**WORK INSTRUCTION**
Please copy, exactly as they appear below, the lines from the one containing "wrist | locate" through the one containing "hand holding jar | locate".

**DATA FOR THE TASK**

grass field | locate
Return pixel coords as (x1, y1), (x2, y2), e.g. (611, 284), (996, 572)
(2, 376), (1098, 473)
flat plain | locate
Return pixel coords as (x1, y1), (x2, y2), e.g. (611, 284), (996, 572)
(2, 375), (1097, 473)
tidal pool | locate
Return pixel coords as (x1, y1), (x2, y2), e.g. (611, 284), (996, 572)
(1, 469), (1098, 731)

==

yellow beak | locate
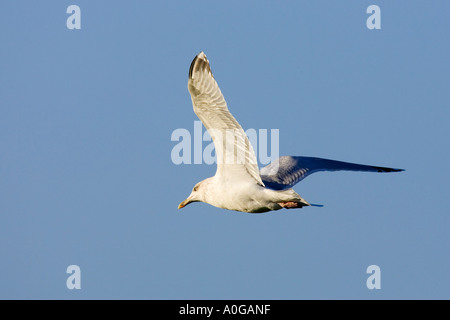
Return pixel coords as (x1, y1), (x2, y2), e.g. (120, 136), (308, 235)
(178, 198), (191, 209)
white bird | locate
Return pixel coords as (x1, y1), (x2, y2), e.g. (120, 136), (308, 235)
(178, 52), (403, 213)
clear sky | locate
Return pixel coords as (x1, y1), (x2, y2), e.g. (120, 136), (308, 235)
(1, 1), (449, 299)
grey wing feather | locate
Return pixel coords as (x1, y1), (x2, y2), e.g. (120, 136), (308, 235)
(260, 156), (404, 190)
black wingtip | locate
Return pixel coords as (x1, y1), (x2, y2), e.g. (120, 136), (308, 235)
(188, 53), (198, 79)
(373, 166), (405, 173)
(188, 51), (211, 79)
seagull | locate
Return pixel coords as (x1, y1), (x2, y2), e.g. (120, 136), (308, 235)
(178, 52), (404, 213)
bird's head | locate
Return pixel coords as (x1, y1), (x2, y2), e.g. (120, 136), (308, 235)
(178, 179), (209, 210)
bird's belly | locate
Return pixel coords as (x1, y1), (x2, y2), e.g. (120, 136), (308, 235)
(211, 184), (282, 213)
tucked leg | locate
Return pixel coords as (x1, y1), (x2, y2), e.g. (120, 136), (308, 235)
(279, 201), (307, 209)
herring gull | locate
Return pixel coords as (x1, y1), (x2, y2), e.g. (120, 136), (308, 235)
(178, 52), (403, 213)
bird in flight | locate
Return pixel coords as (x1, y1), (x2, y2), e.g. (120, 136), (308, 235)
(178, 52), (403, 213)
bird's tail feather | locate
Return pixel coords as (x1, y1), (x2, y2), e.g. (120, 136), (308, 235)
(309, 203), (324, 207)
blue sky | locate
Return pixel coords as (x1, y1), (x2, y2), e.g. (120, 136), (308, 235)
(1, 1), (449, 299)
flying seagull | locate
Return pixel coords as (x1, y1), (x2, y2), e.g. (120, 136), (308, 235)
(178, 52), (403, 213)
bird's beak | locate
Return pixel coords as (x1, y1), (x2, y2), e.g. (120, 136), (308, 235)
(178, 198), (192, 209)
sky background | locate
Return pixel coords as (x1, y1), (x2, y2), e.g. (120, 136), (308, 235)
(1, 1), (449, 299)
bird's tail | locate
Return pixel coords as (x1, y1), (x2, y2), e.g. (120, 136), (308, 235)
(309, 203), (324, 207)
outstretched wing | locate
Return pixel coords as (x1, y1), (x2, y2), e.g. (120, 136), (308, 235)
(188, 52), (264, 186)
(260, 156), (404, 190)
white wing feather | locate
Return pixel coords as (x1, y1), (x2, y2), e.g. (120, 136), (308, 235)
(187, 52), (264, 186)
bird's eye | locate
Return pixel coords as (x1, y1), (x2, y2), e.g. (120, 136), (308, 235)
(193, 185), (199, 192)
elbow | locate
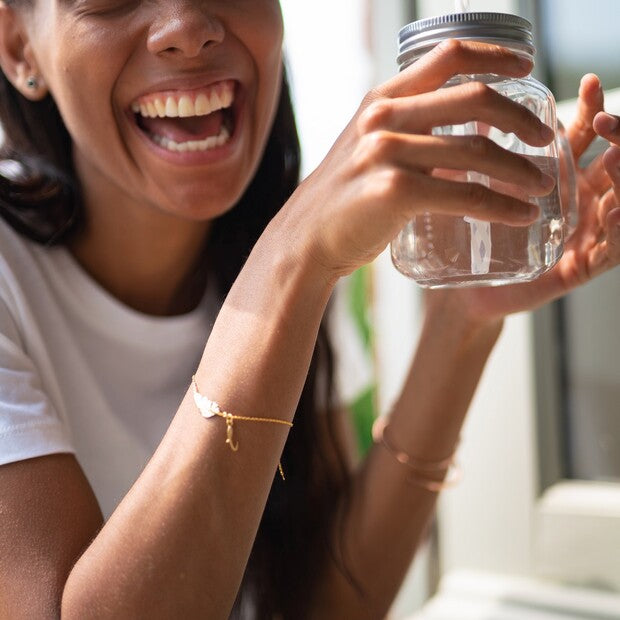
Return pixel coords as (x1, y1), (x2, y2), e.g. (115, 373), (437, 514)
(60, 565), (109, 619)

---

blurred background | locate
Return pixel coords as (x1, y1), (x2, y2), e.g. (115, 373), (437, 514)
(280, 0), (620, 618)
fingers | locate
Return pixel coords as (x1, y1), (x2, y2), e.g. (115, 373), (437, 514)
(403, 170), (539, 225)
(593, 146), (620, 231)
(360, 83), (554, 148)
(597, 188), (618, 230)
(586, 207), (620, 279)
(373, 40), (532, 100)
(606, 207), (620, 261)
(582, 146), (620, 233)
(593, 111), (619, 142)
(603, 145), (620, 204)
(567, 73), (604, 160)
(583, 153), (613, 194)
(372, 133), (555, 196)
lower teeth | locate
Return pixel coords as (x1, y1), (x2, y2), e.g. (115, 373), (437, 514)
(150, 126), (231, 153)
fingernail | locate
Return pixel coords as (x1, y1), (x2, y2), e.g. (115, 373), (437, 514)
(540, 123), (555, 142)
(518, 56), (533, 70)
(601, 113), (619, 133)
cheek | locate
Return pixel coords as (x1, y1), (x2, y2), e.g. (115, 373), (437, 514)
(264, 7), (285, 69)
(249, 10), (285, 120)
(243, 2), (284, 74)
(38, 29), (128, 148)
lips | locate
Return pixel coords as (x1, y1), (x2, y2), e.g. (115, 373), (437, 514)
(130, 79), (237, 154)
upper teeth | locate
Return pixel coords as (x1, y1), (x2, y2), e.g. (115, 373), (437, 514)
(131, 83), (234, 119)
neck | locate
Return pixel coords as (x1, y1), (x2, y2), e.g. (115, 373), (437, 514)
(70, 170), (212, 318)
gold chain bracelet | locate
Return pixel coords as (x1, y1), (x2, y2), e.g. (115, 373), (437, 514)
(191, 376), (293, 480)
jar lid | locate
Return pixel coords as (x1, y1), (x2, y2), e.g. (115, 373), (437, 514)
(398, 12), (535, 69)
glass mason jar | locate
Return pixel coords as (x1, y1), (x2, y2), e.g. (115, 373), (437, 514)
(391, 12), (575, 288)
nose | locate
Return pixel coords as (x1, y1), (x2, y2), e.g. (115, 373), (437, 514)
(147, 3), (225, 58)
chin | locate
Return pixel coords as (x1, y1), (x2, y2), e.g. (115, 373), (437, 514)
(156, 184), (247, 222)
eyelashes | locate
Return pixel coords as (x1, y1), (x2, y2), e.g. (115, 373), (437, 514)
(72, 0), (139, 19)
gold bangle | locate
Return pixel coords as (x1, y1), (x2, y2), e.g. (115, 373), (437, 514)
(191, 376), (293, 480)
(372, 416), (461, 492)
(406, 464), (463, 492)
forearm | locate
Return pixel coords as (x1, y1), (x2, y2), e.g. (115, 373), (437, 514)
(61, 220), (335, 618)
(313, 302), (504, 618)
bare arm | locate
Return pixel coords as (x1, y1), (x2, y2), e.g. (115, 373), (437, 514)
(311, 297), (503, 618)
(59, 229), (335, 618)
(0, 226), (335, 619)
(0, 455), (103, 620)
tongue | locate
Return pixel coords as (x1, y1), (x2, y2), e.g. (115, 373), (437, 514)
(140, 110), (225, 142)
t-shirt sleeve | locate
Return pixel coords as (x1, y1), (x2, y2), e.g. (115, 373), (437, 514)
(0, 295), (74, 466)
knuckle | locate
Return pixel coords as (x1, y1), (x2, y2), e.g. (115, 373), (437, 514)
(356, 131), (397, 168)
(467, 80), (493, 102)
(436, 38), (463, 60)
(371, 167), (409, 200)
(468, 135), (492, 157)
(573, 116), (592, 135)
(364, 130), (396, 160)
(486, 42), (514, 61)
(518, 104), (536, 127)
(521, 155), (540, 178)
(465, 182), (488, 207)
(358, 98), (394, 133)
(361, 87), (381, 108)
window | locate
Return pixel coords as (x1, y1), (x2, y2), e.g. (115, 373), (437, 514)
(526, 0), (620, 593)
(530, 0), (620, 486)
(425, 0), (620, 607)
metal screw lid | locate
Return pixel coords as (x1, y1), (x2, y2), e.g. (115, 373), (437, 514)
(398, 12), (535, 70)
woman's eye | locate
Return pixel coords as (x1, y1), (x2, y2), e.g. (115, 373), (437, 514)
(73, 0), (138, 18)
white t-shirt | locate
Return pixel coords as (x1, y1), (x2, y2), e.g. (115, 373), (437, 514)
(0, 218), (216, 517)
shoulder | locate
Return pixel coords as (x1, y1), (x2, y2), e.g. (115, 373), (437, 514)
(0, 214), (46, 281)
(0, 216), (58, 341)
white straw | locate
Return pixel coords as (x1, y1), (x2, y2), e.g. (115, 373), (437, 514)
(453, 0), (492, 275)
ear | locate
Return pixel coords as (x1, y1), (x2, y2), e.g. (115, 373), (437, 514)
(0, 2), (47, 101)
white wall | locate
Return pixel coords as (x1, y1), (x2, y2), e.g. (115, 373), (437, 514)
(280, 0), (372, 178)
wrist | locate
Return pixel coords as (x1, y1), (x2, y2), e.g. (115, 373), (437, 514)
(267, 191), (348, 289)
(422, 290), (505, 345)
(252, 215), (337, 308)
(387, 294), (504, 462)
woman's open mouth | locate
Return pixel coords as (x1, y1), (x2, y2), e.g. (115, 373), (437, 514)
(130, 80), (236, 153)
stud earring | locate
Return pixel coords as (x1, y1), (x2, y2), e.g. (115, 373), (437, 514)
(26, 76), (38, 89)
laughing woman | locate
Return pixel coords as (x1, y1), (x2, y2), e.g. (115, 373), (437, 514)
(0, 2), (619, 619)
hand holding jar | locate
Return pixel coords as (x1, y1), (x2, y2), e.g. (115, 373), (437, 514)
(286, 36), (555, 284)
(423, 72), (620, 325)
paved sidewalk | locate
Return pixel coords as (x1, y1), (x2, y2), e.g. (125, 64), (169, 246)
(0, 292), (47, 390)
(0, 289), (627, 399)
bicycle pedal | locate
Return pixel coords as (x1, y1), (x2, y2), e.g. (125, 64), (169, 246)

**EXPECTED ANSWER**
wrist | locate
Return pixel coords as (x1, y1), (x2, y2), e.g. (115, 373), (437, 514)
(267, 191), (348, 289)
(422, 290), (505, 345)
(252, 215), (337, 308)
(387, 294), (504, 462)
woman's open mouth | locate
Return pixel coords as (x1, y1), (x2, y2), e.g. (115, 373), (437, 514)
(130, 80), (236, 153)
stud earring | locate
Return pixel coords as (x1, y1), (x2, y2), e.g. (115, 373), (437, 514)
(26, 76), (38, 89)
laughing woman | locate
Return pixel coords as (x1, y1), (x2, y2), e.g. (115, 373), (437, 514)
(0, 2), (619, 619)
hand holding jar | locate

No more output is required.